───── DATA UNDER STUDY

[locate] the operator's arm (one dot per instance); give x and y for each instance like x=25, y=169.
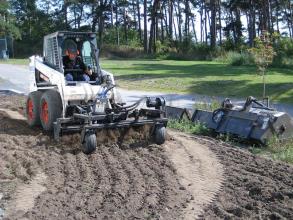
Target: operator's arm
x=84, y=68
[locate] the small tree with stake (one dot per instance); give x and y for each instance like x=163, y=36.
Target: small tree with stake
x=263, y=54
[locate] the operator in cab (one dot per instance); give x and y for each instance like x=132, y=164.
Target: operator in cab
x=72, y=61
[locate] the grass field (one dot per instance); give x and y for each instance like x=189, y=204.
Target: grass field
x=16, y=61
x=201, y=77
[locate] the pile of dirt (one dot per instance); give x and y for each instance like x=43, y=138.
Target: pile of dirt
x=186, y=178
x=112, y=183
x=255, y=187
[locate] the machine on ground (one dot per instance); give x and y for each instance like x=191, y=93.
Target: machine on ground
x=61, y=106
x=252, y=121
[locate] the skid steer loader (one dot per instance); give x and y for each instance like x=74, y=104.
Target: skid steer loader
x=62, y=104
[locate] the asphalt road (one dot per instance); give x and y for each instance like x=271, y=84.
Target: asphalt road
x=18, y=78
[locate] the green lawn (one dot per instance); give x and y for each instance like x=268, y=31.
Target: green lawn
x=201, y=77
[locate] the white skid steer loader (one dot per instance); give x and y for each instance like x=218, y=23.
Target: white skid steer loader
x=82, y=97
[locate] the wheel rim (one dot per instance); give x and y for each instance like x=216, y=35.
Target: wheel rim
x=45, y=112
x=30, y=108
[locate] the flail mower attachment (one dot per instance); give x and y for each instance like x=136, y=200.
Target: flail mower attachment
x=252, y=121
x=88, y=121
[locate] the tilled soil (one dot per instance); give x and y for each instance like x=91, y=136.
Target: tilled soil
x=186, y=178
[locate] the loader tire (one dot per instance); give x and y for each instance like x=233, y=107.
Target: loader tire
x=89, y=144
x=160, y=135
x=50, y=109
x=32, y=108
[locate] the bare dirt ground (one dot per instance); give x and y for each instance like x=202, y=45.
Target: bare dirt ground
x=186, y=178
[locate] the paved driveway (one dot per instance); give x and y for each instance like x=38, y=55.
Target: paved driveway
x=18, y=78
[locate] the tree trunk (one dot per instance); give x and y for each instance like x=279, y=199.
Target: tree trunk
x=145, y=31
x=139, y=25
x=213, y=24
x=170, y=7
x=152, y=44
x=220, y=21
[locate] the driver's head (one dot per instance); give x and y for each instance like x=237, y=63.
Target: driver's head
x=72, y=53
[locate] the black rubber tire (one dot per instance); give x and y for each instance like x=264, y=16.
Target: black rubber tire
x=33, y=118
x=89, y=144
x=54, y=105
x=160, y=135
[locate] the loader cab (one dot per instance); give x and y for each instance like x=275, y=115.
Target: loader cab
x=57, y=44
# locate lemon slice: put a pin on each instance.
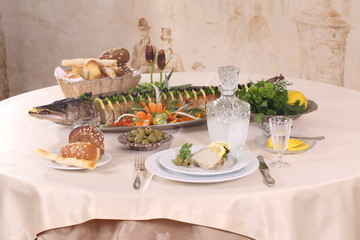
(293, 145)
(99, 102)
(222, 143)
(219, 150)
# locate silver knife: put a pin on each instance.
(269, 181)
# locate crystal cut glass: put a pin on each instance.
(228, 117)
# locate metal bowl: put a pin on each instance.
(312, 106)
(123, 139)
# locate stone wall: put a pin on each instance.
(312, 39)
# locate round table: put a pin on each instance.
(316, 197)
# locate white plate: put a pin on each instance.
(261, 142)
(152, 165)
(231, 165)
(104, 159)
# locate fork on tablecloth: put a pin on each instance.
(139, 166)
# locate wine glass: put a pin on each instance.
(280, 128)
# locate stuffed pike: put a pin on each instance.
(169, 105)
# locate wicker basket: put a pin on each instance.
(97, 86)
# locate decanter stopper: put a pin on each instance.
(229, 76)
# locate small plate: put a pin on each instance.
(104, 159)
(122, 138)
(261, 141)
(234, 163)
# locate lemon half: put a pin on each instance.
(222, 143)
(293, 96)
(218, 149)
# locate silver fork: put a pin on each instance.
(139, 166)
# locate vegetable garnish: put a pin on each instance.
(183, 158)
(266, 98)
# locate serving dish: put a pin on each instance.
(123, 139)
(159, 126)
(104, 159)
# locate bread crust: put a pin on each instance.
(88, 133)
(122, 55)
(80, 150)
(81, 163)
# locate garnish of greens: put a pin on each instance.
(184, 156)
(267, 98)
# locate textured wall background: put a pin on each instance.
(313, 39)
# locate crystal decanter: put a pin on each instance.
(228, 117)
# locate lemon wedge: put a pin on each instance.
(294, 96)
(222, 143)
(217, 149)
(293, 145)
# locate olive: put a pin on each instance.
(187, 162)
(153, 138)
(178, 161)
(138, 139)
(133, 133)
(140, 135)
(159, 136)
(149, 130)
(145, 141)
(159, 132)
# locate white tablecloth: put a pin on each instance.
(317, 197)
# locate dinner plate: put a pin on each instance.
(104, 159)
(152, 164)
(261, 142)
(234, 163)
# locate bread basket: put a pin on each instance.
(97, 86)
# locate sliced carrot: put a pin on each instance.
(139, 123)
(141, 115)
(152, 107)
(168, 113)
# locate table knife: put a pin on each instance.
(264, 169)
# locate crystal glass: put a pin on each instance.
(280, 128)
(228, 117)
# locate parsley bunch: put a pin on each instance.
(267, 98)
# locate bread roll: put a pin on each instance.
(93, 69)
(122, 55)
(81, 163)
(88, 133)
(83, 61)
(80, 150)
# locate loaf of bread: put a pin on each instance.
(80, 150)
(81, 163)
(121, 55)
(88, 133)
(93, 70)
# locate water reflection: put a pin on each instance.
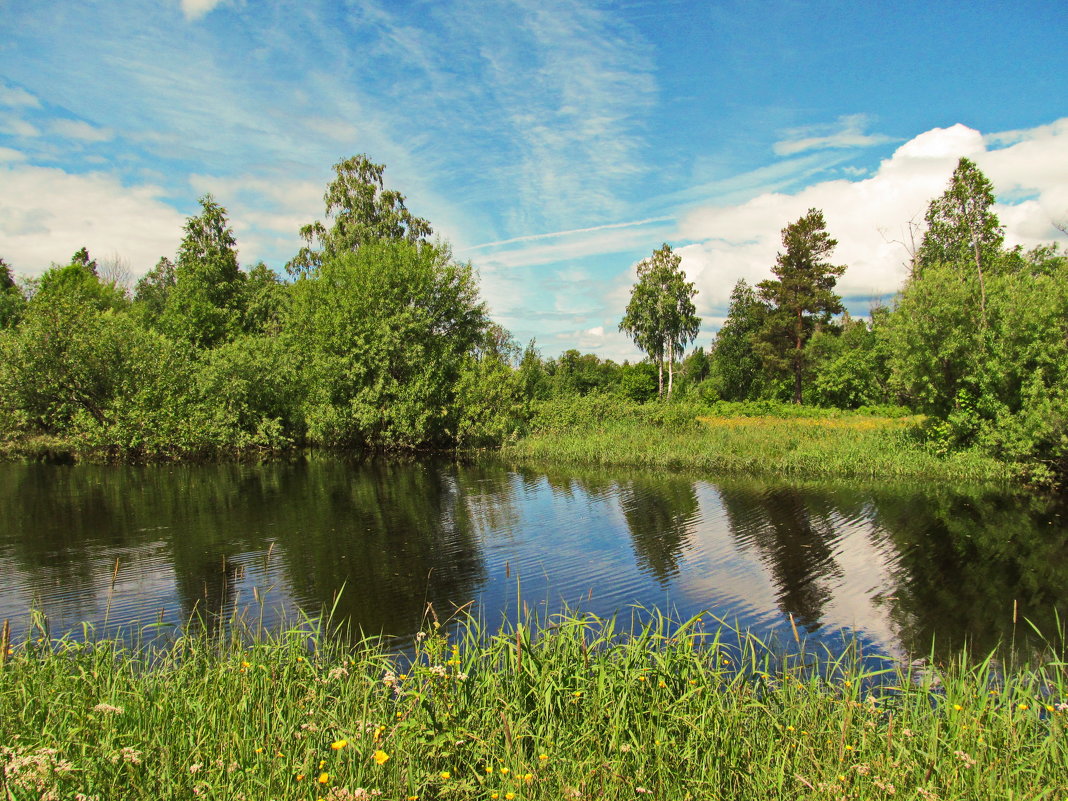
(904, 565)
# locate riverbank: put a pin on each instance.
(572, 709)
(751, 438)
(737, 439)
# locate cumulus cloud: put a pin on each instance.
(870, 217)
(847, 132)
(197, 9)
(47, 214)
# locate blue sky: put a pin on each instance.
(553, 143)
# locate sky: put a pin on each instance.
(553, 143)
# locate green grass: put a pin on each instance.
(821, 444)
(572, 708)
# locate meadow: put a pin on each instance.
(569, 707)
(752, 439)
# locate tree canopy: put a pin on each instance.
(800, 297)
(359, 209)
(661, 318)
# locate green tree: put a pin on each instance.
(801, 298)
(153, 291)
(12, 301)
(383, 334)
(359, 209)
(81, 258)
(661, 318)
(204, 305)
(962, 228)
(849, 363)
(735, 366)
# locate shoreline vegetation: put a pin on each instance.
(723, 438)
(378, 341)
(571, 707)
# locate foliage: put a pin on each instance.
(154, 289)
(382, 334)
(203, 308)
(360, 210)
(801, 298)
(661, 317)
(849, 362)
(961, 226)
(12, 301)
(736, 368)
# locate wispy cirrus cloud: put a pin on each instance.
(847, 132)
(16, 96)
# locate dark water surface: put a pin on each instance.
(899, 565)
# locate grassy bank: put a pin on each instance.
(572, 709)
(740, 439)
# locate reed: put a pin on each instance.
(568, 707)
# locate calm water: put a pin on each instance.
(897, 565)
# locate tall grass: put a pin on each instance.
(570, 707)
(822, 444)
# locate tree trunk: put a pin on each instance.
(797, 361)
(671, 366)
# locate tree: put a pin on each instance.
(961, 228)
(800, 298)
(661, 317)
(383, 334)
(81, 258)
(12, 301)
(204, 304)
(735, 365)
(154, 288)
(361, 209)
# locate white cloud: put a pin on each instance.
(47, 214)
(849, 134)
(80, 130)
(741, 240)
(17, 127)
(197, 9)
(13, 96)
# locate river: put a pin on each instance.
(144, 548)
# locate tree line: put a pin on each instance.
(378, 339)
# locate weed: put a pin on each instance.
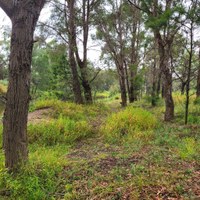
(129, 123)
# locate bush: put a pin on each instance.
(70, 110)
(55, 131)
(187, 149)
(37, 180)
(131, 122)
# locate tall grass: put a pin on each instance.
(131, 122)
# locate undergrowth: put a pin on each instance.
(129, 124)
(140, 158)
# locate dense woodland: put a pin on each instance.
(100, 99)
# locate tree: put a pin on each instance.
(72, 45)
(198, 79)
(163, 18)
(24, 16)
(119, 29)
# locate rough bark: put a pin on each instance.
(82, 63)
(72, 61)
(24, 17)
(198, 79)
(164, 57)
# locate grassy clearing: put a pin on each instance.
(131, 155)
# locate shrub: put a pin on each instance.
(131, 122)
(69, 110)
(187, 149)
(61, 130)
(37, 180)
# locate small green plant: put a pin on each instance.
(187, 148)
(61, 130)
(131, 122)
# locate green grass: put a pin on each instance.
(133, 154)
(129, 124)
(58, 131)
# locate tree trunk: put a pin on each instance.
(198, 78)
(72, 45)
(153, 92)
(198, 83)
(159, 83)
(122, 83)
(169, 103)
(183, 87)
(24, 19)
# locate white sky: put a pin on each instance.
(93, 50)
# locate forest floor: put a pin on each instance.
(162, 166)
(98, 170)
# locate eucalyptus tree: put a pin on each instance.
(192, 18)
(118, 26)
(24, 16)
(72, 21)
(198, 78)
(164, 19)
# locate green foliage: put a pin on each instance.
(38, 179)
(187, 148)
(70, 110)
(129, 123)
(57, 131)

──────────

_TASK DIRECTIONS_.
All lines from the beginning of the material through the line that holds "[locate] the operator in", both included, should be returned exactly; please omit any pictures and add no other lines.

_TASK RESPONSE_.
[locate] the operator's arm (one dot per instance); give x and y for each instance like x=25, y=169.
Target: operator's arm
x=84, y=68
[locate] the small tree with stake (one dot per instance); give x and y for each instance like x=163, y=36.
Target: small tree with stake
x=263, y=54
[locate] the operator in cab (one dot per instance); give x and y for each instance like x=132, y=164.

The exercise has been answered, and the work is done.